RECORDS SHOWN:
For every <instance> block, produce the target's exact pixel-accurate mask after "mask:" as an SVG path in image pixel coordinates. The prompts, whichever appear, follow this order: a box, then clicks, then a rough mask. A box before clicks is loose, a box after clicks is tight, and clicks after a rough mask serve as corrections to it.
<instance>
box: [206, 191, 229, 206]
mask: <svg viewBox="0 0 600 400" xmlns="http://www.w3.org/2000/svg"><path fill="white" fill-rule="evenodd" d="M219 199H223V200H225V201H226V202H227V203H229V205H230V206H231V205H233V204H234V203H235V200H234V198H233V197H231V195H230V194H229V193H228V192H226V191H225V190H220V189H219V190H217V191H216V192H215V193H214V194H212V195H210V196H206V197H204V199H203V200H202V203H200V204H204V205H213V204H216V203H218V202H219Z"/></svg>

--

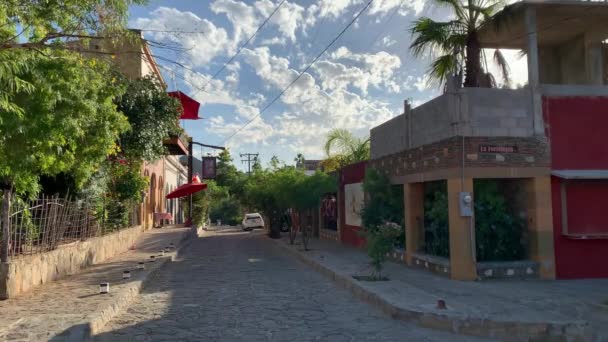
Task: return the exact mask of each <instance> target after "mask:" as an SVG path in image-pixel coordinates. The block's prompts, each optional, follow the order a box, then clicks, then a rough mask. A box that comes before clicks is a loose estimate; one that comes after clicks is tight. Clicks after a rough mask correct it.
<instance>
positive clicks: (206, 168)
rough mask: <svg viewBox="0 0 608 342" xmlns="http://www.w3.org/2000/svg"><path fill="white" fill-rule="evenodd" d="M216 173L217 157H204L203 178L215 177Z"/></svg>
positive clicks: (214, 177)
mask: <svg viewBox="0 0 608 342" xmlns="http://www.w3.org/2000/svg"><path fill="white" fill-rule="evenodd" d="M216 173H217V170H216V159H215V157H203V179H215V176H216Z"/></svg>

--

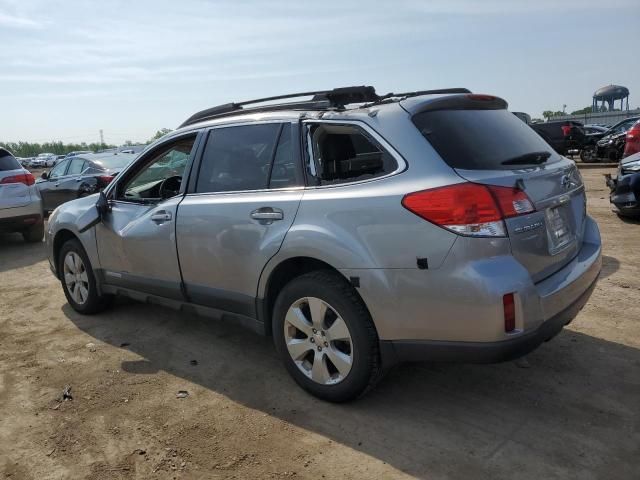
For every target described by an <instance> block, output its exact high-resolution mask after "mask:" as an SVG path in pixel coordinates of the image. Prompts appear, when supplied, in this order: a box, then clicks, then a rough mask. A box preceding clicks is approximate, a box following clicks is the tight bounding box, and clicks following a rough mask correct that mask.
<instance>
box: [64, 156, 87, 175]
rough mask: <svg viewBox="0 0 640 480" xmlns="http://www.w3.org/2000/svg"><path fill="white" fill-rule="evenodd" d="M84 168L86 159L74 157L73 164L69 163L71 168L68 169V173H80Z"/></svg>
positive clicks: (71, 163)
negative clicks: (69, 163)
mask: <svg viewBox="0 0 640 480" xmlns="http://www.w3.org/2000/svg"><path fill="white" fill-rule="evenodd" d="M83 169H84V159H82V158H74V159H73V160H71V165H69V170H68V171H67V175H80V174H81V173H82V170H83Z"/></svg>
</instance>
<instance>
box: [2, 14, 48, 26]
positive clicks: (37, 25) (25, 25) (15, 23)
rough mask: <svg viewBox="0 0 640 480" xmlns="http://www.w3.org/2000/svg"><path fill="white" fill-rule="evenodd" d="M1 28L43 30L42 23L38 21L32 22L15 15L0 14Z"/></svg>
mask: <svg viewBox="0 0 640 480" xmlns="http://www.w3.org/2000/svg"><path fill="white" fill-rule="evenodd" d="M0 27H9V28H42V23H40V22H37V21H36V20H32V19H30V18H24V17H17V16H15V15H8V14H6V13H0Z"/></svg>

TASK REQUIREMENTS:
Rename "positive clicks" to "foreground clicks" in the rows starting at the line containing "</instance>" and ending at the line containing "28L43 30L42 23L38". Write out only those lines, with nothing else changed.

YOUR SOLUTION:
</instance>
<instance>
box: [2, 14, 48, 26]
foreground clicks: (37, 25) (25, 25) (15, 23)
rough mask: <svg viewBox="0 0 640 480" xmlns="http://www.w3.org/2000/svg"><path fill="white" fill-rule="evenodd" d="M1 28L43 30L42 23L38 21L32 22L15 15L0 14Z"/></svg>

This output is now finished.